(Point annotations for photos)
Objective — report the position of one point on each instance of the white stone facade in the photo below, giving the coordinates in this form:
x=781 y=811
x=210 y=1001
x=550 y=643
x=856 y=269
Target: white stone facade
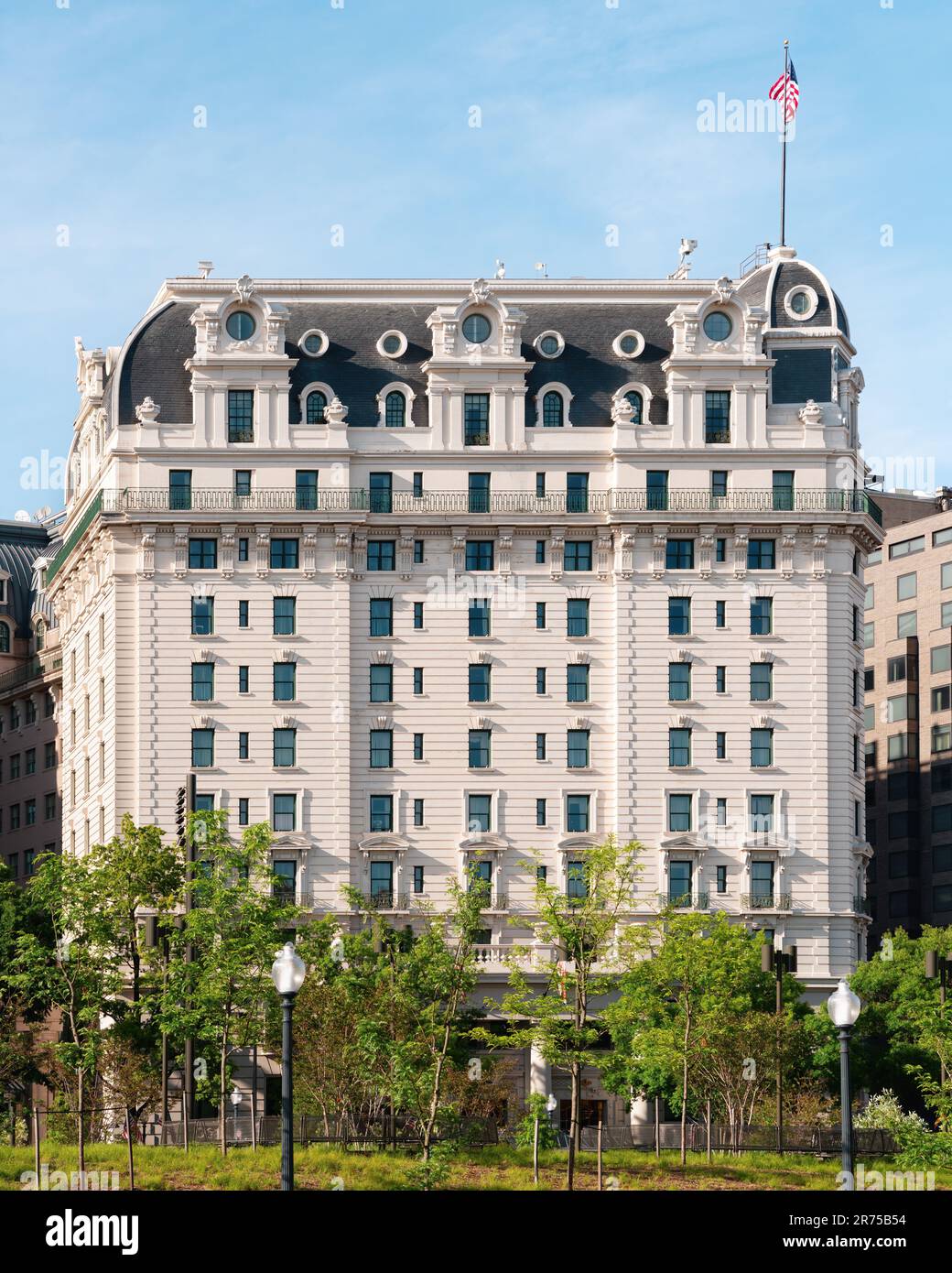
x=124 y=593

▶ **DESCRIPTION OF THE TASK**: Reproduce the material above line for line without the picture, raising each coordinate in the answer by 99. Leave every other number as it is.

▶ **THE SOLUTION**:
Objective — report the position of one point on each instance of the white stone facade in the photo below, giving the coordinates in this form:
x=781 y=811
x=210 y=1001
x=550 y=643
x=856 y=269
Target: white stone facade
x=223 y=692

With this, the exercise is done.